◆ REQUIREMENT:
Find the line that contains "formatted like [462,753].". Output it and every line after it to the end of the records, exactly as they appear.

(Object location annotation data)
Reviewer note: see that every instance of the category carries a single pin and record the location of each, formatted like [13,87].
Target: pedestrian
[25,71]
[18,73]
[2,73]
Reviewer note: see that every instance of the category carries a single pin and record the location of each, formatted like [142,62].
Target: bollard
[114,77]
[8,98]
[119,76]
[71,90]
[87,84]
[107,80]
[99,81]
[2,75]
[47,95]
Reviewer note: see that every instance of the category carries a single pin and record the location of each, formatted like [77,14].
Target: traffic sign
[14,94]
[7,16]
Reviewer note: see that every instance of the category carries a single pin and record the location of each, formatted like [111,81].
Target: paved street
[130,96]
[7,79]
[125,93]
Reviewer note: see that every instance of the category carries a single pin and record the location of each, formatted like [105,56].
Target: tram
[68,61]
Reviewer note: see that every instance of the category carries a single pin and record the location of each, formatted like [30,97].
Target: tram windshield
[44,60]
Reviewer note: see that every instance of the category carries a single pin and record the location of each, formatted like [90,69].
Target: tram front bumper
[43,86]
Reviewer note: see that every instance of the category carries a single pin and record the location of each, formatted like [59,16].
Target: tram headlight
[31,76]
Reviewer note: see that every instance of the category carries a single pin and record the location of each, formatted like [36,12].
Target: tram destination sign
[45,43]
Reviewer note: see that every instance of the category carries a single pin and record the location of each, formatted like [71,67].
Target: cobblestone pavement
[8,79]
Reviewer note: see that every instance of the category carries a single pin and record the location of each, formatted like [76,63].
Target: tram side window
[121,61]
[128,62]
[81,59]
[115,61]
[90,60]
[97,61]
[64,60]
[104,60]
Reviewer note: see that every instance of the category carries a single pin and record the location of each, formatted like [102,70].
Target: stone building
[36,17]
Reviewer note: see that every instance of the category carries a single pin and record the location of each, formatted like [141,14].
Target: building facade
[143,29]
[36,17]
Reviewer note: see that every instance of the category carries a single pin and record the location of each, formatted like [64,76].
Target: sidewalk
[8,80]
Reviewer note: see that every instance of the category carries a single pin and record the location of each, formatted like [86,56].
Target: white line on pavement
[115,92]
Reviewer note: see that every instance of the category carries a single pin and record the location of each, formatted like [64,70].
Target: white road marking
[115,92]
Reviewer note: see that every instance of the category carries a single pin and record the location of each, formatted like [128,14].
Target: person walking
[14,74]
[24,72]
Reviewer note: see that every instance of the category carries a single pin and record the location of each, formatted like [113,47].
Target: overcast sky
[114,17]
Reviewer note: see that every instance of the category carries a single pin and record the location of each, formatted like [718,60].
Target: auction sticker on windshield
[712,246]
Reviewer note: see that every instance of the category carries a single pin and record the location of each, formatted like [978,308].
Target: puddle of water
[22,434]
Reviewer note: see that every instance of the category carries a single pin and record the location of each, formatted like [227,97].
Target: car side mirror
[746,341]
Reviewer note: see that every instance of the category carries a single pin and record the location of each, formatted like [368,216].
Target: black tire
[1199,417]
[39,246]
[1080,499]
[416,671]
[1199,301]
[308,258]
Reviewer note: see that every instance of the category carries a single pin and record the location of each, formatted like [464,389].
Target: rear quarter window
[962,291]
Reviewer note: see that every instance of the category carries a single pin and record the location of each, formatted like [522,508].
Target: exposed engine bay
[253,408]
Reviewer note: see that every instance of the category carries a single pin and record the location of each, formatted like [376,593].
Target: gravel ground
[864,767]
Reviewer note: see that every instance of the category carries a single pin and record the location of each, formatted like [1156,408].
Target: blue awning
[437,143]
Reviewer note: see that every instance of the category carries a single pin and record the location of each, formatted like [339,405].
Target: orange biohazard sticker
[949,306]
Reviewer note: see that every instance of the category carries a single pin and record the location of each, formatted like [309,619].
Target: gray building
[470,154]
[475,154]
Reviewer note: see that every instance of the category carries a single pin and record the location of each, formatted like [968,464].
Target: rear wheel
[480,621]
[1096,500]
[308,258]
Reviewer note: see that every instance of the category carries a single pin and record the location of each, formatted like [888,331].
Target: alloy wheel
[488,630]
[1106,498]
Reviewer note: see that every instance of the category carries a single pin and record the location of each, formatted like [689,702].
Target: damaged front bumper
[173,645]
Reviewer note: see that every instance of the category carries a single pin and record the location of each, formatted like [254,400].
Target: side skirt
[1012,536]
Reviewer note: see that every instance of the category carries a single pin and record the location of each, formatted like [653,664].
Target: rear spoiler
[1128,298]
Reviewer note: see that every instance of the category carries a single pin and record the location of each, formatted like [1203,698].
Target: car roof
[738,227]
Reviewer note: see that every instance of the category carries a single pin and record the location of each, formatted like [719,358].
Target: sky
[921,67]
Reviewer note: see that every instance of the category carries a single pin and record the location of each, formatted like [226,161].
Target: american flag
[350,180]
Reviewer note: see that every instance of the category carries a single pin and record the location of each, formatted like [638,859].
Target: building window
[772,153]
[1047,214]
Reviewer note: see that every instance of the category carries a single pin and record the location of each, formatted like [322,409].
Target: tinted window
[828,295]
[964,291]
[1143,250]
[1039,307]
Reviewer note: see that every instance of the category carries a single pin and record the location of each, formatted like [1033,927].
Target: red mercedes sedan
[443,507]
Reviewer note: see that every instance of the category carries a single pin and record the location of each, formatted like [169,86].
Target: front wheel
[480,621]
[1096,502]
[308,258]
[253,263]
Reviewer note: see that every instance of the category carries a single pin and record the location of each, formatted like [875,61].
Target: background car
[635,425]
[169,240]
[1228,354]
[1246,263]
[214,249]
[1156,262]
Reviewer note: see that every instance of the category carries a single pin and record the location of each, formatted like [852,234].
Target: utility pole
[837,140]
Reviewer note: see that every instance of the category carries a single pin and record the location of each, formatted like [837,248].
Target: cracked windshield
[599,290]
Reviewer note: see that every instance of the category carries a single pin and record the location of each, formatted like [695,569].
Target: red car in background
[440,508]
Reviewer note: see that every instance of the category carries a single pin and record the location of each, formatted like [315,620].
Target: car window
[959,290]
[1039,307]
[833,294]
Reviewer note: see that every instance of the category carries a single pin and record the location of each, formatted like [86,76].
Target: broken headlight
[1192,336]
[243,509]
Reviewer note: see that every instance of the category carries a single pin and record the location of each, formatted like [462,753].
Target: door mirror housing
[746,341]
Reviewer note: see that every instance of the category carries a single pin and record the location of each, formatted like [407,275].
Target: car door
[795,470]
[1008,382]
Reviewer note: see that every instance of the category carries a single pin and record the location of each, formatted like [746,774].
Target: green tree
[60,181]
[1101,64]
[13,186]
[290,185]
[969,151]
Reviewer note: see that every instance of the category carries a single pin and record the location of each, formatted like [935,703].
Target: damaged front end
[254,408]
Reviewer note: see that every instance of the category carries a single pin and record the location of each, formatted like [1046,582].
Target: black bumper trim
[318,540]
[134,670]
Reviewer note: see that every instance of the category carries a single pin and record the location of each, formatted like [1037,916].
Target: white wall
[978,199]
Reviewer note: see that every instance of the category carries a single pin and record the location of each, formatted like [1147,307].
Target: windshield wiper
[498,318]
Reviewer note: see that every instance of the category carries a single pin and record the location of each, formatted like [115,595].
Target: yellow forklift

◆ EXPECTED ANSWER:
Reviewer note: see that every instance of the category carries a single pin and record the location of each, formatted like [462,753].
Target: door mirror housing
[746,341]
Reviewer note: see that every instance of the category carries a single pin and record the location of each, formatted like [407,275].
Target: car door
[795,470]
[1008,382]
Reviewer note: see that every instance of the category carries a single pin and record the location of each, formatted like [746,774].
Target: green tree
[60,181]
[1101,64]
[13,186]
[290,185]
[969,151]
Reviewer note: see that every instance of the category carries a single pin and record the location of each, formatted like [935,703].
Target: damaged front end
[254,408]
Reviewer note: see that every instance of the category carries a single pin and record the location of each, formatted like [1046,582].
Target: black bumper trim
[318,540]
[134,670]
Reviewer note: see that every instance of the category carries a single pin and record the location of each, formatted like [1037,916].
Target: white wall
[978,199]
Reviewer note: see that every instance of the category carries a single pin and record the location of each, formatted like [1147,307].
Target: windshield wiper
[498,318]
Reviewer note: see that every instance of the category carries a single pin and record the location of each, formatted like [115,595].
Target: yellow forklift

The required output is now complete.